• [TEXTO DO DOCUMENTO]
::::

5. Como tudo já referido supra, a CPIPRNBIFR veio suscitar perante o STJ o incidente para quebra do segredo profissional ao abrigo dos art.os 135º e 182º do CPP, 13º n.os 1 e 7 e 13-Aº do RJIP e 178º n.º 5 da CRP, requerendo que «seja decretado o levantamento do segredo profissional invocado pelo Banco de Portugal em relação do "Relatório ......"», sopesando o interesse preponderante da descoberta da verdade relativamente aos factos que são objecto do inquérito parlamentar.
Resultando, em suma, do requerimento do incidente e da documentação disponibilizada que, conforme melhor descrito em 4. que precede, (i) foi solicitado pela CPIPRNBIFR um conjunto de documentação ao BdP, considerado relevante para o desenvolvimento dos trabalhos, nomeadamente o denominado "Relatório ......"; que (ii) tal relatório foi disponibilizado pelo BdP à CPI; e que (iii) o BdP sustenta que não só o sempre referido relatório está coberto pelo segredo profissional de supervisão previsto nos n.os 1 e 2 do art.º. 80.º do RGICSF, como que, partilhado com CPIPRNBIFR, estão todas as autoridades. organismos e pessoas com ele tomem contacto por esse via, vinculados legalmente à guarda de tal segredo por força do art.º 81º n.º 5 do RGICSF.
É, assim, perante esta afirmação do alcance do segredo profissional de supervisão que a CPIPRNBIFR deduz o incidente em vista de que se autorize a publicitação do conteúdo do "Relatório ......" no decurso das diligências de inquérito parlamentar e no relatório respectivo, para o que sustenta a sua pertinência e utilidade para o bom andamento dos trabalhos e apela, de um lado, ao princípio geral da publicidade ou transparência dos actos da Administração Pública, ao direito de acesso aos arquivos e registos administrativos e ao princípio da administração aberta, e, do outro, à ideia da prevalência do interesse público preponderante da descoberta da verdade material, sublinhando a indispensabilidade de tal publicitação para a boa realização do objecto do procedimento.

::::

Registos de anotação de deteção
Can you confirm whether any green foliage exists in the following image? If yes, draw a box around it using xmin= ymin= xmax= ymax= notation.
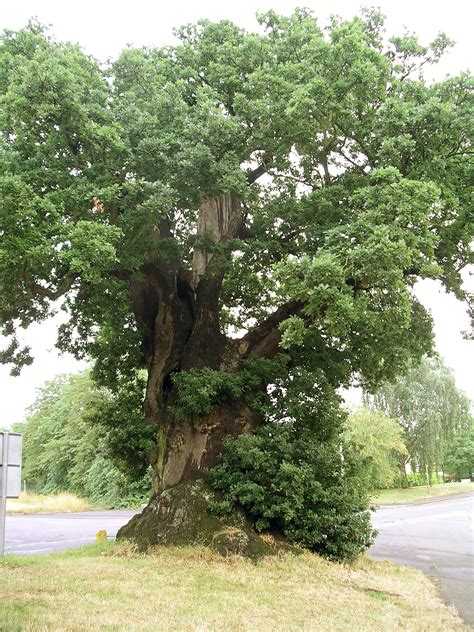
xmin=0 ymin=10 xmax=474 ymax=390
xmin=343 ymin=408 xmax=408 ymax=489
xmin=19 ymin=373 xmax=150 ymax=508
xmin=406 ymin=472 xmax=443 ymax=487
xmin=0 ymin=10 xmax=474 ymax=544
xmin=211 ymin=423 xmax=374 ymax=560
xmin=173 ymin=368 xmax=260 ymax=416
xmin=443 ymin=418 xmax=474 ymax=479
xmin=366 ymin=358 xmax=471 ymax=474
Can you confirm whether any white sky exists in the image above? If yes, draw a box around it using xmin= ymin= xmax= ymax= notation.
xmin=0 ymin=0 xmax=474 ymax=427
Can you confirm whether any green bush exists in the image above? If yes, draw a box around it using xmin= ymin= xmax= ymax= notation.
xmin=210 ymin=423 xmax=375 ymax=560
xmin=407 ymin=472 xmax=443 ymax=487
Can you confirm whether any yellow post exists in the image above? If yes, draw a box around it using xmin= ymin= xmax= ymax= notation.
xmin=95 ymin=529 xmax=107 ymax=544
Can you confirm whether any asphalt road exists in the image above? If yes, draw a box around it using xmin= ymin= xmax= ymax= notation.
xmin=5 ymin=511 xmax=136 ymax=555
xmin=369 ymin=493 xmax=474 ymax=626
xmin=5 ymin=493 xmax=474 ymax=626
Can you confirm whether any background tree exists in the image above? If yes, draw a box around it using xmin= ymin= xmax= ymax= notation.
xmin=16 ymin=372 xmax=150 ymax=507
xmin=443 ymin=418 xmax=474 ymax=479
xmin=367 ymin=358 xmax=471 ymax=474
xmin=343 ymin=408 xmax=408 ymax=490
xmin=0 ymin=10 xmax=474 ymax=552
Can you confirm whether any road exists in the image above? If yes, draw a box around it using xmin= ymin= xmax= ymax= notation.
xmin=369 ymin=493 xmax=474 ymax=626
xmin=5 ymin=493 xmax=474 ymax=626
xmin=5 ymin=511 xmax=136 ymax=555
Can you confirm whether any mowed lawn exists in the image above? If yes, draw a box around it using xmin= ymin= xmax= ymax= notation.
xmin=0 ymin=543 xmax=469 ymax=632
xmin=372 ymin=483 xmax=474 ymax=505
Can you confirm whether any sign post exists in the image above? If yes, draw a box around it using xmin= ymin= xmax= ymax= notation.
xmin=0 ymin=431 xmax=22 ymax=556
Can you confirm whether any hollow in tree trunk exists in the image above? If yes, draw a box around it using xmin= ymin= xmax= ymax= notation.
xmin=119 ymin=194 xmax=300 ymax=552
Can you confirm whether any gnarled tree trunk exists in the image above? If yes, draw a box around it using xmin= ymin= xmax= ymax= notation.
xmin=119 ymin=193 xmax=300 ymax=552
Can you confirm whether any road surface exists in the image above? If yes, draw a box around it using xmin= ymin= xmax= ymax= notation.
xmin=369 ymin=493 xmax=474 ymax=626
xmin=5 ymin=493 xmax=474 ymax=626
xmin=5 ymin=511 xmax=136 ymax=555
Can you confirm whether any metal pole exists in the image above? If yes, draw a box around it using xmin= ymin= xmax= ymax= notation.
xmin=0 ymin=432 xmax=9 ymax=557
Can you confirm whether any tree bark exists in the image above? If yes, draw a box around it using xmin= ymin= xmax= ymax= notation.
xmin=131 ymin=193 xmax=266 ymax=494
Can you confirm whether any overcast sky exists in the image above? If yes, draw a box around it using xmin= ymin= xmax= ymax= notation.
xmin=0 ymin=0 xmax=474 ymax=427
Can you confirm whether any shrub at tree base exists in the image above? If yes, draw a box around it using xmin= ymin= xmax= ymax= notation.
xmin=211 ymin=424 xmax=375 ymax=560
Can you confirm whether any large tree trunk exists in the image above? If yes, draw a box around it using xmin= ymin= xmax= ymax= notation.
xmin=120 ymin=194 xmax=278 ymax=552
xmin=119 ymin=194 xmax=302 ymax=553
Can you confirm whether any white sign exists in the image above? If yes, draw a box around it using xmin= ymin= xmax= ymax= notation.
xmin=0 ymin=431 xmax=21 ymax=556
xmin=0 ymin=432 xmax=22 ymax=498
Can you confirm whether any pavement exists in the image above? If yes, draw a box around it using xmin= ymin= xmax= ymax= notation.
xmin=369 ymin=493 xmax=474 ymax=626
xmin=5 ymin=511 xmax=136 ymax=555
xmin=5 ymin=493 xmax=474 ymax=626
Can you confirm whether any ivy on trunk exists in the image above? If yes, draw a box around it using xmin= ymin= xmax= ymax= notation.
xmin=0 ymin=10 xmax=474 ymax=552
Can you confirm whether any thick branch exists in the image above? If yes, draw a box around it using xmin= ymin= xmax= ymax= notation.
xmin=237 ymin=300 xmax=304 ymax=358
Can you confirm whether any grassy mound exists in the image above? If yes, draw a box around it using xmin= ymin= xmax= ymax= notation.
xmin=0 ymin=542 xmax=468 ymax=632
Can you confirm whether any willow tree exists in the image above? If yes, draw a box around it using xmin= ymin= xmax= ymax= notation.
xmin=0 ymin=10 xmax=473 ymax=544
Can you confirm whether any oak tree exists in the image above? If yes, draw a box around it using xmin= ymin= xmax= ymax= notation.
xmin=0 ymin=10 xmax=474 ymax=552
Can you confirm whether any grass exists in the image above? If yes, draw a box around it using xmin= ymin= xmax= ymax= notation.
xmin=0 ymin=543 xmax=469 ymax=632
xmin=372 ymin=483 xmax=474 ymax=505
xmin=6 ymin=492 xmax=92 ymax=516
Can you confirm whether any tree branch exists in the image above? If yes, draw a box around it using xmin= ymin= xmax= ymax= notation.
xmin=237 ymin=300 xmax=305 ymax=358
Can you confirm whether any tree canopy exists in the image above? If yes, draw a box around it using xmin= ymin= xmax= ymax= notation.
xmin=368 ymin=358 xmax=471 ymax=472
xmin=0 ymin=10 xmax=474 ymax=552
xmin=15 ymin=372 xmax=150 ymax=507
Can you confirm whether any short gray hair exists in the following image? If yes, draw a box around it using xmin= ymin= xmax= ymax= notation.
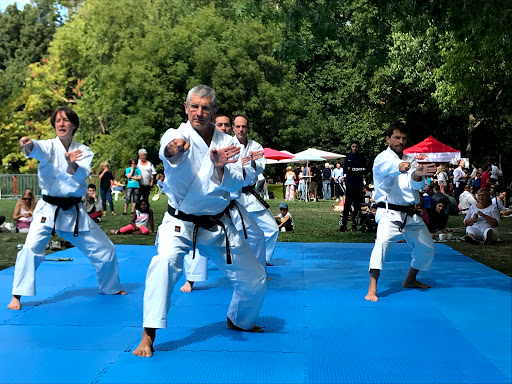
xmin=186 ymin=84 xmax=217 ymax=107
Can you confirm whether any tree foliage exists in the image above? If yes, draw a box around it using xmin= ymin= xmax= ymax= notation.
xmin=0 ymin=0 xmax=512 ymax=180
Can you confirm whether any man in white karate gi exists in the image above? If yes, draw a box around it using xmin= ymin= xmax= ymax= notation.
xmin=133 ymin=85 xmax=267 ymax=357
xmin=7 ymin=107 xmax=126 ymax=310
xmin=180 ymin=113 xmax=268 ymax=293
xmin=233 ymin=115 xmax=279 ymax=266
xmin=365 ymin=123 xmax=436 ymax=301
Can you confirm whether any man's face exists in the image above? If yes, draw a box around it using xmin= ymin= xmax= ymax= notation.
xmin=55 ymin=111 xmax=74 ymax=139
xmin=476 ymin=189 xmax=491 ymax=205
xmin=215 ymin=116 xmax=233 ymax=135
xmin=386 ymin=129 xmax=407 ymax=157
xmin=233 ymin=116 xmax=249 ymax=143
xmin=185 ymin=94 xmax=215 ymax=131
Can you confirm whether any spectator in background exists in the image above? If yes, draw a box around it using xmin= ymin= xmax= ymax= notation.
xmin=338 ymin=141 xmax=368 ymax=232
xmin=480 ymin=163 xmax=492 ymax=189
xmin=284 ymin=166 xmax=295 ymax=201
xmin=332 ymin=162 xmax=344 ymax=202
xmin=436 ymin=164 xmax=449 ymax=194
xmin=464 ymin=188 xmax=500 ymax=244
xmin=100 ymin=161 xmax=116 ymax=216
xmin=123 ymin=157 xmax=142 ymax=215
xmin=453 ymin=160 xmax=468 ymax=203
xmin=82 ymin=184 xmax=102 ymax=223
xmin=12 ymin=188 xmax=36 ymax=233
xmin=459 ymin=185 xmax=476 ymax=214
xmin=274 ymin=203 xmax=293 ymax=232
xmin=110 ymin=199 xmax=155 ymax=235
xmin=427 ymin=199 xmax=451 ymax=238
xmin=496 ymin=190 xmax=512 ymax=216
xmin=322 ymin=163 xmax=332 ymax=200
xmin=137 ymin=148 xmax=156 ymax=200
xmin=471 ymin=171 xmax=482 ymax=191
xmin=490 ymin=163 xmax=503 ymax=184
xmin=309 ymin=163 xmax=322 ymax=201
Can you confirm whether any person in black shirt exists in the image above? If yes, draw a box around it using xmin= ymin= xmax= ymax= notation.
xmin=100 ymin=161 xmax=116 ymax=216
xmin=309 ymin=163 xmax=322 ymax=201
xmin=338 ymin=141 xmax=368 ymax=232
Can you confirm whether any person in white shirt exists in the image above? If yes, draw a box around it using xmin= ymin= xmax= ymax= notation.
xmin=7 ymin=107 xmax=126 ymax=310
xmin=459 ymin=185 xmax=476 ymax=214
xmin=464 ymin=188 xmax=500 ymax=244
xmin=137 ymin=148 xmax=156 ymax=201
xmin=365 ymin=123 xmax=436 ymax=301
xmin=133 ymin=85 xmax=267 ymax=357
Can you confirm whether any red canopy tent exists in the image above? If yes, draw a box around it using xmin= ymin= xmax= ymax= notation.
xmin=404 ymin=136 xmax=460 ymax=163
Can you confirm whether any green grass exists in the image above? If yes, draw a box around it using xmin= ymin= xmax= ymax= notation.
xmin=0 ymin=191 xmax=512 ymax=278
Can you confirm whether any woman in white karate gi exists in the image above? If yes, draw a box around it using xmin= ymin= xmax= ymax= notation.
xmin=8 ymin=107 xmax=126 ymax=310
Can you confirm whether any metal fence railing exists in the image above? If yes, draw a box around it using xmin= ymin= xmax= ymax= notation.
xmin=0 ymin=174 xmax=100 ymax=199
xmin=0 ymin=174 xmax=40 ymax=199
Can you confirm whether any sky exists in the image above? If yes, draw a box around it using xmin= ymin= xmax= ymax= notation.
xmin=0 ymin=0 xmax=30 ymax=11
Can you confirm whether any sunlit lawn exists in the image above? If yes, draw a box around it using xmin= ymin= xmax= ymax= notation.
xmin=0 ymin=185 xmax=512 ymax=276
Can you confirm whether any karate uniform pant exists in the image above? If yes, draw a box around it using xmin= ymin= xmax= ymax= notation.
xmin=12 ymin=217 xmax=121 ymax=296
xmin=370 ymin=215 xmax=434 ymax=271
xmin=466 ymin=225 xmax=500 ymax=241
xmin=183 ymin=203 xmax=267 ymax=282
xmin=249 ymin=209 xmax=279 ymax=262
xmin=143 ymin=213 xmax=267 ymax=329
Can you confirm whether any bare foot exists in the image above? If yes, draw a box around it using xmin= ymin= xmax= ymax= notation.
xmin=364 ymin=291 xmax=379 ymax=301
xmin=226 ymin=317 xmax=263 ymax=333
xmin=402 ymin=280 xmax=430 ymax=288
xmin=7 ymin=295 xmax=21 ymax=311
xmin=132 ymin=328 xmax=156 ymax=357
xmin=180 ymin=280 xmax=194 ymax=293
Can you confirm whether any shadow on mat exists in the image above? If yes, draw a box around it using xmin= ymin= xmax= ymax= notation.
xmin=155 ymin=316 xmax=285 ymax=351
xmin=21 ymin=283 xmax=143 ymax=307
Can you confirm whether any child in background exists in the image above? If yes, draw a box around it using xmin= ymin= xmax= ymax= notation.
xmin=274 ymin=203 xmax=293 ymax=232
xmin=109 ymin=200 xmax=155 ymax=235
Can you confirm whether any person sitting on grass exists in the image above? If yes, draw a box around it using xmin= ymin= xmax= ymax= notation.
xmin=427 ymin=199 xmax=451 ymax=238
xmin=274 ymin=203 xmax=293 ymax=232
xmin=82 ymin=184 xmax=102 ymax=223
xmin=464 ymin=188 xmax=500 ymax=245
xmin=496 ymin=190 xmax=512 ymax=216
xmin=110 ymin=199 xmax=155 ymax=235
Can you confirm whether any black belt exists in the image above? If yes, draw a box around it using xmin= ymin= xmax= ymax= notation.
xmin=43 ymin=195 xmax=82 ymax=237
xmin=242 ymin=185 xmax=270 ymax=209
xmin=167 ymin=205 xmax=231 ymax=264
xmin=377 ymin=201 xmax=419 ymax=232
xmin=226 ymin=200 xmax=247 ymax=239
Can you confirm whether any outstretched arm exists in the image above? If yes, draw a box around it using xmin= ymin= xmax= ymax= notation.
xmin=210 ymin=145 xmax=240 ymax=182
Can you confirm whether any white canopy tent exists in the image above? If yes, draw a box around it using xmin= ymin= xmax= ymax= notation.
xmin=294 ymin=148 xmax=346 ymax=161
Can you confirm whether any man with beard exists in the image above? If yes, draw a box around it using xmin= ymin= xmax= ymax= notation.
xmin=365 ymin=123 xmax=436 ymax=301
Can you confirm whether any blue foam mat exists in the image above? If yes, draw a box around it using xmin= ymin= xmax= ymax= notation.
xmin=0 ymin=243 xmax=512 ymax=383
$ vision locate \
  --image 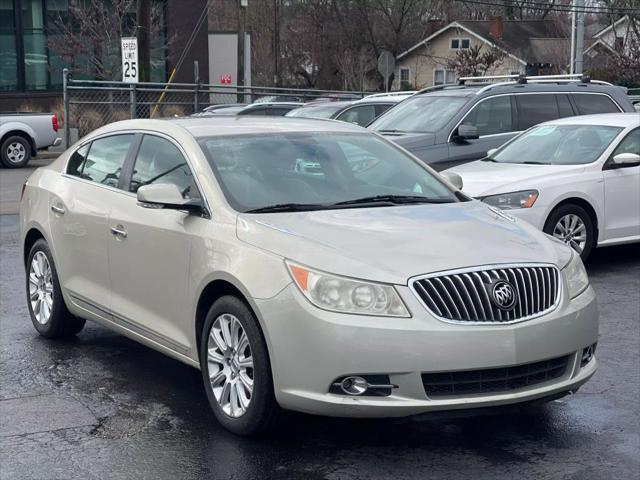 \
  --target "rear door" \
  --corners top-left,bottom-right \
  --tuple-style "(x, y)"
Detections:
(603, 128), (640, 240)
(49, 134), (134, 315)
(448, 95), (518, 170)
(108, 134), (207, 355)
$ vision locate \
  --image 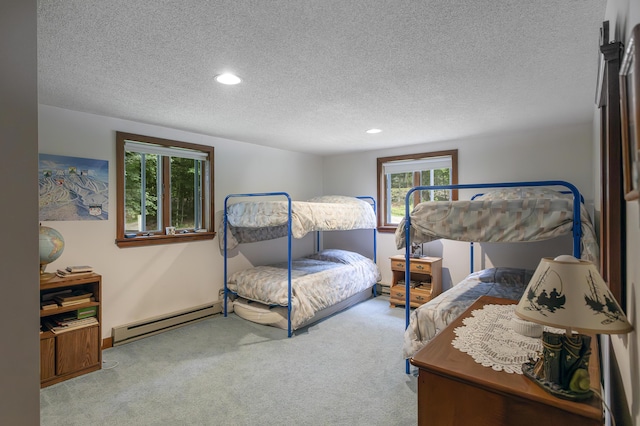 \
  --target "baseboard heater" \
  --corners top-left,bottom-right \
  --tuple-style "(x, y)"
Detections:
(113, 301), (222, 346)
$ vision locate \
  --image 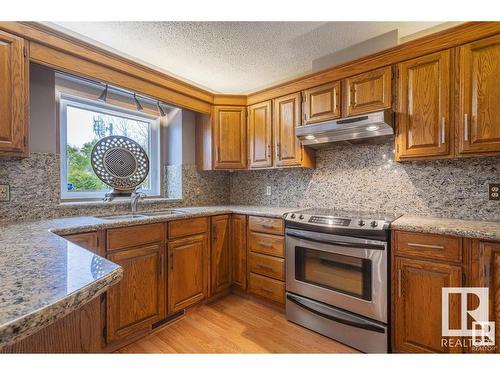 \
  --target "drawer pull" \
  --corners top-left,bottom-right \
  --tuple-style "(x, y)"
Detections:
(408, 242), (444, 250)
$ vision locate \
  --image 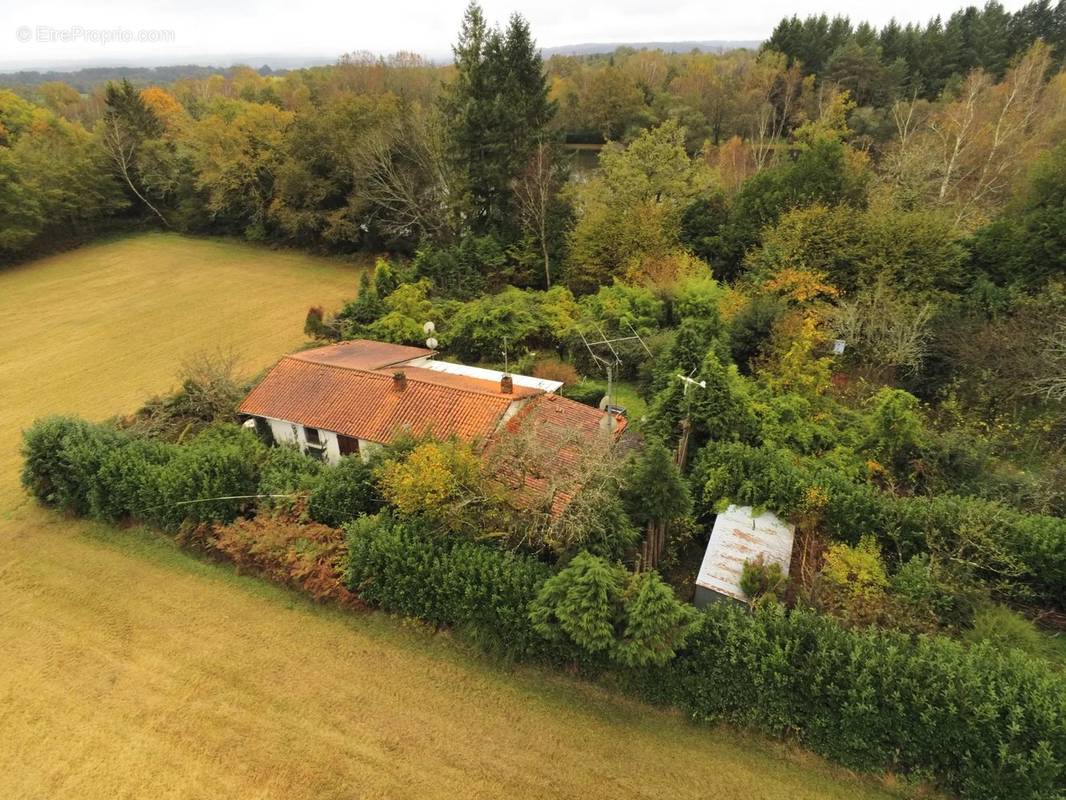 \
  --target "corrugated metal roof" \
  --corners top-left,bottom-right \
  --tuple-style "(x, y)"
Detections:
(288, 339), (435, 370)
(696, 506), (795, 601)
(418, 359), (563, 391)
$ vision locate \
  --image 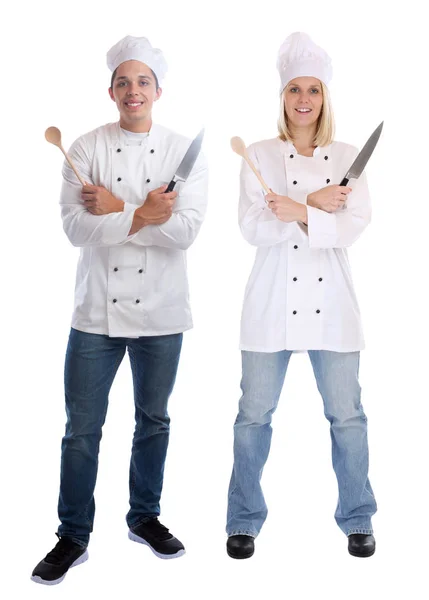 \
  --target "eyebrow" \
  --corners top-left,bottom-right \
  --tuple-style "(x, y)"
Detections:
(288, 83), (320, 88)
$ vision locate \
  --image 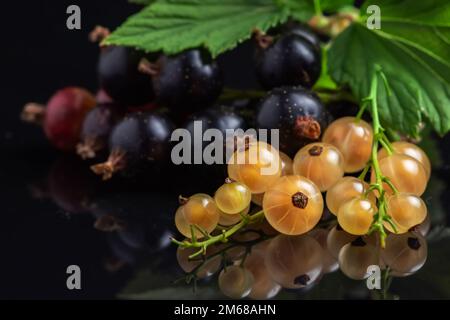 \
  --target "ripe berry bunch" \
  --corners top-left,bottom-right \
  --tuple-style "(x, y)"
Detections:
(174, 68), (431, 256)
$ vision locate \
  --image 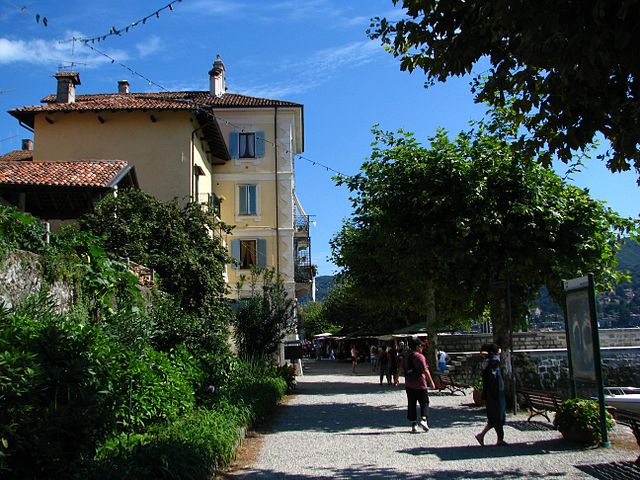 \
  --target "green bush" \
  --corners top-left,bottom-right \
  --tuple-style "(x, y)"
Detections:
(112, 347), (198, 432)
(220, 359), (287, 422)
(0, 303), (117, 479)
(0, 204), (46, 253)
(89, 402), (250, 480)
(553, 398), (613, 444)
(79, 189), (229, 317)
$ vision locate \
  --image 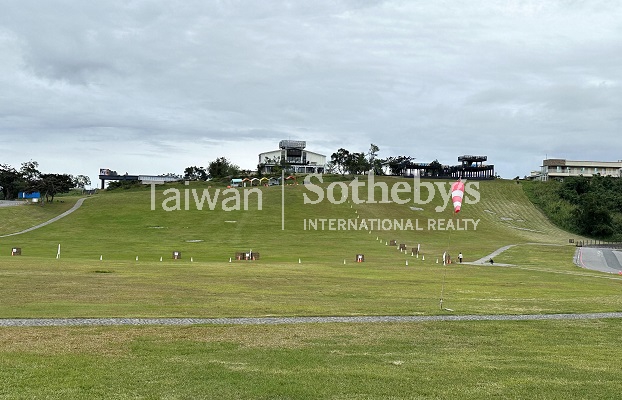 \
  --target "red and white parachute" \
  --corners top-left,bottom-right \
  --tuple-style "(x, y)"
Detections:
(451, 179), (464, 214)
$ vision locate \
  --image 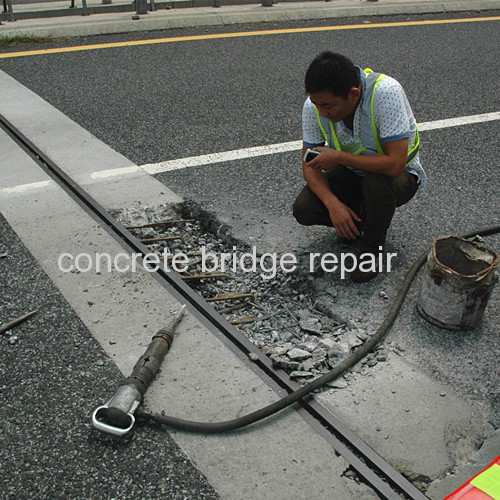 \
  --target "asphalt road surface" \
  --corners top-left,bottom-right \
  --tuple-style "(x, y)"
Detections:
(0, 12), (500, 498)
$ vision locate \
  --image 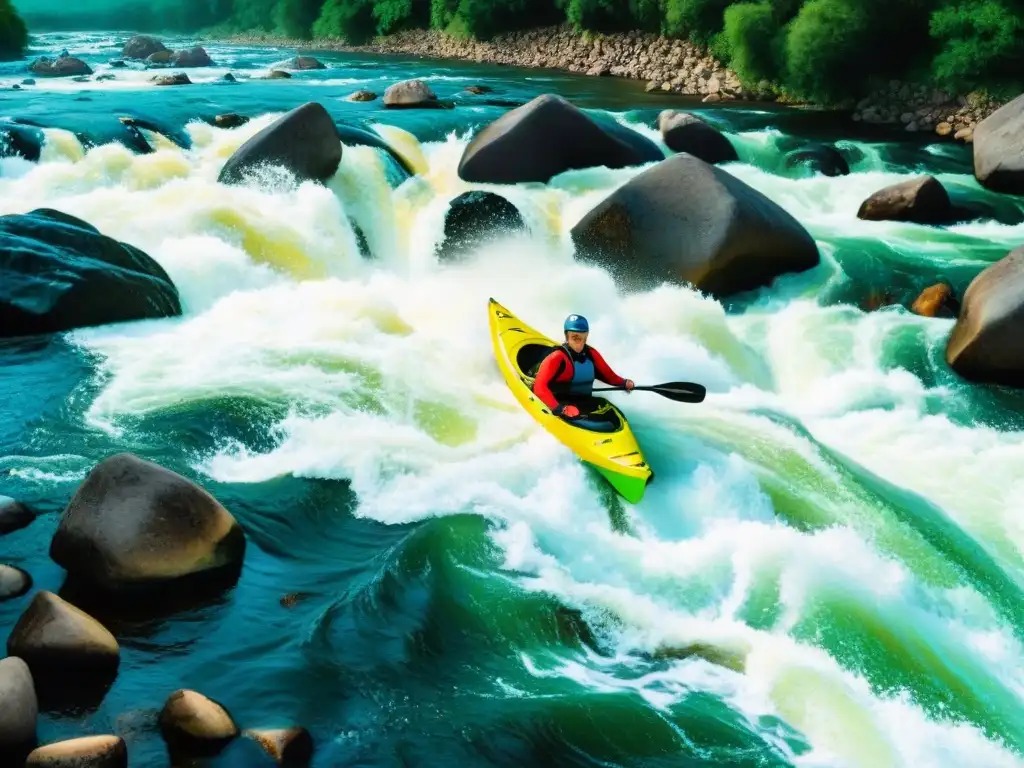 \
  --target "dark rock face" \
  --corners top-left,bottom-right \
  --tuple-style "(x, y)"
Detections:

::::

• [AÇÕES A REALIZAR]
(A) Reproduza fielmente o trecho do texto sobre o segredo profissional desde "É, assim, perante" até "objecto do procedimento.", incluindo estas últimas palavras.
(B) Indique apenas o número de linhas dos registos que contêm a palavra "canopy".

• [RESULTADOS DAS TAREFAS]
(A)
É, assim, perante esta afirmação do alcance do segredo profissional de supervisão que a CPIPRNBIFR deduz o incidente em vista de que se autorize a publicitação do conteúdo do "Relatório ......" no decurso das diligências de inquérito parlamentar e no relatório respectivo, para o que sustenta a sua pertinência e utilidade para o bom andamento dos trabalhos e apela, de um lado, ao princípio geral da publicidade ou transparência dos actos da Administração Pública, ao direito de acesso aos arquivos e registos administrativos e ao princípio da administração aberta, e, do outro, à ideia da prevalência do interesse público preponderante da descoberta da verdade material, sublinhando a indispensabilidade de tal publicitação para a boa realização do objecto do procedimento.

(B) 3